**WHAT YOU WILL DO:**
Copy out all of the data exactly as it appears.

**RECORDS SHOWN:**
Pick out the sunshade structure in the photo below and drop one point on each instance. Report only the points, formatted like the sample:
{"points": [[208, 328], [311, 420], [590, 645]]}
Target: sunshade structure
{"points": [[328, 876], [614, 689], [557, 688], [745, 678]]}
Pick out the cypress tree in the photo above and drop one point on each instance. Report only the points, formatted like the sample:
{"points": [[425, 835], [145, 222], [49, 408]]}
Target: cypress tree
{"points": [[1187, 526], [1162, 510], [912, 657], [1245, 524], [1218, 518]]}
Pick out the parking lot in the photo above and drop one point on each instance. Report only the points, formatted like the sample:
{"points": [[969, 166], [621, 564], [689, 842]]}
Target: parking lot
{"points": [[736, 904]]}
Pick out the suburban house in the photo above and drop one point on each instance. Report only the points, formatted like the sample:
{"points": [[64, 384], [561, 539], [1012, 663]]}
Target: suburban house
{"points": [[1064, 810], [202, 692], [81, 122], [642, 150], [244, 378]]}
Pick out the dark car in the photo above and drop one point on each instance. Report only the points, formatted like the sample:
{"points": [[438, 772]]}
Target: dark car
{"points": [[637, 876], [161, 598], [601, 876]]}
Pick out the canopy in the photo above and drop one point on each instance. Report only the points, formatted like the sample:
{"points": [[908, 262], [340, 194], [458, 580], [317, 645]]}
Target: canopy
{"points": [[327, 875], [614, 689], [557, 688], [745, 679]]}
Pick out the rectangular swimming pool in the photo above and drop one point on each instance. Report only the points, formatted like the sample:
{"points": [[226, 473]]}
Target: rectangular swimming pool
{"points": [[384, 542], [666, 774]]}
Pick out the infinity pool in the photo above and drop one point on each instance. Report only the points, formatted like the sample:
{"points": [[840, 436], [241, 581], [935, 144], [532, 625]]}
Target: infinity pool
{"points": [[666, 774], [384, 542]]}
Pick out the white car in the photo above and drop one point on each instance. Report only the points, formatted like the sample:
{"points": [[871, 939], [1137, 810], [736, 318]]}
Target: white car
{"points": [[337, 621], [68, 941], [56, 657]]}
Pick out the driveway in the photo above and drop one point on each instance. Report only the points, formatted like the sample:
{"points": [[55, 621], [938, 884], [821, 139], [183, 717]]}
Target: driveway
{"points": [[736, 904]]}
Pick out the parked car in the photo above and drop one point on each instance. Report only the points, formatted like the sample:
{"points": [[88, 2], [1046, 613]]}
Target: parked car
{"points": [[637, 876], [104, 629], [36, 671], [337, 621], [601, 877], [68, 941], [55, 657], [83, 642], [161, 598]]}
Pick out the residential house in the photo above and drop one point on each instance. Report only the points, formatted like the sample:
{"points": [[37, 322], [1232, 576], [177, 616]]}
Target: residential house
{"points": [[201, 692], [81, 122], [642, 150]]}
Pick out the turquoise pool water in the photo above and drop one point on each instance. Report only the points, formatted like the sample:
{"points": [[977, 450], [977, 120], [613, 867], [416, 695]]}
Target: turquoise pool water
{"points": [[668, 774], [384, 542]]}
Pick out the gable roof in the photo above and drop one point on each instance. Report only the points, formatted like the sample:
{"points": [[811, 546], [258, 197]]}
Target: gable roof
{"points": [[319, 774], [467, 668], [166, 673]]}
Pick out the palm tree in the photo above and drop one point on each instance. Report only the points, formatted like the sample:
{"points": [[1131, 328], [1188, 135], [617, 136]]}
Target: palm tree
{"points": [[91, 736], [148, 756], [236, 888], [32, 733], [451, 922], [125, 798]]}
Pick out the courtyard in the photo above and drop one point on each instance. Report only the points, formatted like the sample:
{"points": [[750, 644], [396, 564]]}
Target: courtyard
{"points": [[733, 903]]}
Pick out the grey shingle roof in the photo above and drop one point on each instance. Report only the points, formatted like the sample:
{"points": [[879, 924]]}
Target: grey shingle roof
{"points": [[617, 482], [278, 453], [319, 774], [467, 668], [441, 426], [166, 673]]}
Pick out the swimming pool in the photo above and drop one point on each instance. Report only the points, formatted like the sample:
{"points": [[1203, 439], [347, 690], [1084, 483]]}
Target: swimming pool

**CORRECT RESPONSE:**
Pick out the sunshade structure in the photo below and drop one point on each instance. Report only the points, formatted like the sample:
{"points": [[208, 328], [311, 420], [590, 645]]}
Target: sunshade structure
{"points": [[328, 876], [614, 689], [557, 688], [745, 678]]}
Pick out the cypress tree in the photo above and drop one point on each instance. Report only the points, formatted like the sample:
{"points": [[425, 835], [145, 222], [49, 408]]}
Target: cypress tree
{"points": [[1187, 526], [1162, 510], [912, 657], [1245, 524], [1218, 518]]}
Pick out the parking lot in the photo above and drop one point on each instance. Report only the points, formatted like the sample:
{"points": [[969, 166], [621, 564], [689, 842]]}
Target: parking lot
{"points": [[736, 904]]}
Pick out the suburban house in the photo above and drop one point on each instance. Report only the points, formatted like the sample:
{"points": [[64, 384], [561, 539], [1012, 663]]}
Target: suburban house
{"points": [[1064, 810], [202, 692], [81, 122], [642, 150], [244, 378]]}
Pick out the dark car in the photo above and drop one point on each instance. Report only the points, formatted like the sample:
{"points": [[438, 772]]}
Target: dark car
{"points": [[637, 876], [161, 598], [601, 876]]}
Pick out the canopy in the photo above and drop one point on each instance. Report only the points, formatted like the sample:
{"points": [[908, 262], [340, 194], [458, 580], [317, 645]]}
Target: canopy
{"points": [[327, 875], [614, 689], [557, 688], [745, 679]]}
Pick out the rectangular swimming pool in the photo above and drop one point on each instance. Report only the points, formatted like the sample:
{"points": [[226, 473]]}
Target: rectangular swimming pool
{"points": [[384, 542], [666, 774]]}
Pick out the infinity pool in the photo above and drop one point on each instance. Report only the points, formatted like the sample:
{"points": [[840, 436], [241, 581], [935, 144], [532, 625]]}
Target: infinity pool
{"points": [[666, 774], [384, 542]]}
Pick out the white car in the photo above and drop one point on each instance. Report only the points, formatted like the sample:
{"points": [[871, 939], [1137, 810], [736, 318]]}
Target: white car
{"points": [[337, 621], [68, 941], [56, 657]]}
Pick out the driveway in the photo above and drop one point on each instance. Report only the points, formatted like the sample:
{"points": [[55, 621], [938, 884], [821, 139], [183, 717]]}
Target: driveway
{"points": [[736, 904]]}
Pick out the parked car in the photo above and drop one point on each instance. Report only the points, formatted like the sample:
{"points": [[88, 2], [1046, 613]]}
Target: parked car
{"points": [[637, 876], [104, 629], [36, 671], [337, 621], [601, 877], [68, 941], [55, 657], [83, 642], [161, 598]]}
Pick out the residential house in the photo above and drop one point on each instance. Report only the points, formatted like the sample:
{"points": [[37, 322], [1232, 576], [177, 616]]}
Target: residential house
{"points": [[201, 692], [81, 122], [642, 150]]}
Pick out the turquoise pool water in the photo above and drop one point on each instance. Report only the points, formatted like the sample:
{"points": [[977, 450], [977, 120], [613, 867], [416, 695]]}
Target: turquoise pool water
{"points": [[668, 774], [384, 542]]}
Pick out the gable roof in the photo above and drop one point on each instance. Report only the points, formatted like the sample:
{"points": [[811, 546], [258, 197]]}
Target: gable roof
{"points": [[319, 774], [467, 668], [166, 673]]}
Pick out the palm tree in the photo above and drop one point on each instance. Report only the points, formatted like the sample:
{"points": [[1131, 328], [1188, 135], [617, 136]]}
Target: palm tree
{"points": [[91, 736], [148, 756], [236, 888], [32, 733], [451, 922], [125, 798]]}
Pick out the courtyard in the photo above and drop one point on each instance. Report only the points, formatted like the sample:
{"points": [[750, 644], [396, 564]]}
Target: courtyard
{"points": [[733, 903]]}
Pick out the grey shingle roof in the photo above and drop one point on each instance. Report only the points, formatted like the sample:
{"points": [[879, 924]]}
Target: grey shingle roof
{"points": [[617, 482], [278, 453], [319, 774], [467, 668], [441, 426], [166, 673]]}
Pick out the swimming pool in the photo above and drop one point on each instance. Report only the points, formatted like the sample:
{"points": [[1203, 439], [347, 690], [1084, 483]]}
Target: swimming pool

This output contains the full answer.